Exercise task 1:
Answer these questions about the word cloud tutorial:
(a) Which command does it give for installing wordcloud?
(b) What do all Google search urls start with?
(c) Which tbm value matches images?
Exercise task 2:
Can you write the next part of the word cloud tutorial, picking up after its last sentence?

Text excerpt:
Scraping News and Creating a Word Cloud in Python

A simple step-by-step tutorial in Python on creating word clouds from news topics.

Word clouds are a great way of quickly visualising the content of a website. It is also an easy way of summing up sentiment. Suppose you quickly wanted to gauge the current news sentiment of Bitcoin, or of the stock market — you can do this easily by scraping Google news search results for the specifed topic, and running a word cloud on your results.

You don’t need to be a great programmer to do this. This tutorial will teach you how.

We’re going to do two basic tasks in Python:

Scrape text data from a Google news search
Analyse this text data to create a word cloud

Step 0. Import libraries

First we’re going to import some Python libraries.

import requests
import urllib.request
import time
import spacy
from bs4 import BeautifulSoup
from wordcloud import WordCloud, STOPWORDS, ImageColorGenerator
import matplotlib.pyplot as plt

If you don’t have wordcloud or spaCy installed, please use:

pip install wordcloud

pip3 install https://github.com/explosion/spacy-models/releases/download/en_core_web_sm-2.2.0/en_core_web_sm-2.2.0.tar.gz

Step 1. Scrape text data from Google news search

First we need to get a handle on Google search parameters so that you can build your url. There is a good blog post that summarises most of Google’s search parameters:

The Ultimate Guide to the Google Search Parameters

Yes, I really do believe people reading this might be sad enough to answer "yes" to the question "Ever wanted to know…

moz.com

All Google search urls start with:

https://www.google.com/search?

And then you append your search parameters after it. Here are the key ones we will need:

q — this is the query topic, i.e., q=bitcoin if you’re searching for Bitcoin news

hl — the interface language, i.e., hl=en for English

tbm — to be matched, here we need tbm=nws to search for news items. There’s a whole lot of other things one can match for instance, app for applications, blg for blogs, bks for books, isch for images, plcs for places, vid for videos, shop for shopping and rcp for recipes.

Supplied material:
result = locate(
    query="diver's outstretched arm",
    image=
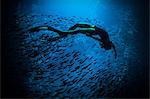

Exercise response 1:
(a) pip install wordcloud
(b) https://www.google.com/search?
(c) isch

Exercise response 2:
num — controls the number of results shown. If you only want 10 results shown, num=10

OK. Now lets’ put all this together. If you wanted to find the latest 100 news articles on Bitcoin, you would:

topic="bitcoin"
numResults=100
url ="https://www.google.com/search?q="+topic+"&tbm=nws&hl=en&num="+str(numResults)

Now we can scrape the results

response = requests.get(url)
soup = BeautifulSoup(response.content, 'html.parser')

Google search results gives us a title, a link and some basic descriptions. We will be using the basic descriptions to build our word cloud for this tutorial. Of course, you can use the links to scrape the corpus of news articles to build a more complete word cloud. But here, for simplicity, we will use the basic descriptors.

results = soup.find_all(‘div’, attrs = {‘class’: ‘ZINbbc’})
descriptions = []
for result in results:
    try:
        description = result.find(‘div’, attrs={‘class’:’s3v9rd’}).get_text()
        if description != ‘’: 
            descriptions.append(description)
    except:
        continue

You should get a list that looks something like this

To flatten this to a string use…

text = ‘’.join(descriptions)

Step 2. Analyse text to create a word cloud

We need to clean the data before we generate a word cloud.

Convert all words to lower case
Identify all adjectives … you can add nouns, pronouns into the mix if you prefer
Remove all the stop words. These are words such as “a”, “the”, “we” …etc. They are frequent and does not hold any use information. They are simply the glue that holds a language together.

First we load the language model from spaCy, and parse the text string int.

sp = spacy.load('en_core_web_sm')
doc = sp(text)

We can check words and word types immediately — which is very cool!

for word in doc:
 print(word.text, word.pos_, word.dep_)

If you have issues with the en_core_web_sm model, try re-downloading it. I initially had some issues.

python -m spacy download en_core_web_sm

Next we only choose only adjectives, and force everything to lower case.

newText =’’
for word in doc:
    if word.pos_ in [‘ADJ’]:
        newText = “ “.join((newText, word.text.lower()))

Now we’re ready to input it into the wordcloud!

wordcloud = WordCloud(stopwords=STOPWORDS).generate(newText)
plt.imshow(wordcloud, interpolation=’bilinear’)
plt.axis(“off”)
plt.show()

If we included nouns to the mix…

Putting it all together

In conclusion, we can pick any topic we want, and build a news-based word cloud on it.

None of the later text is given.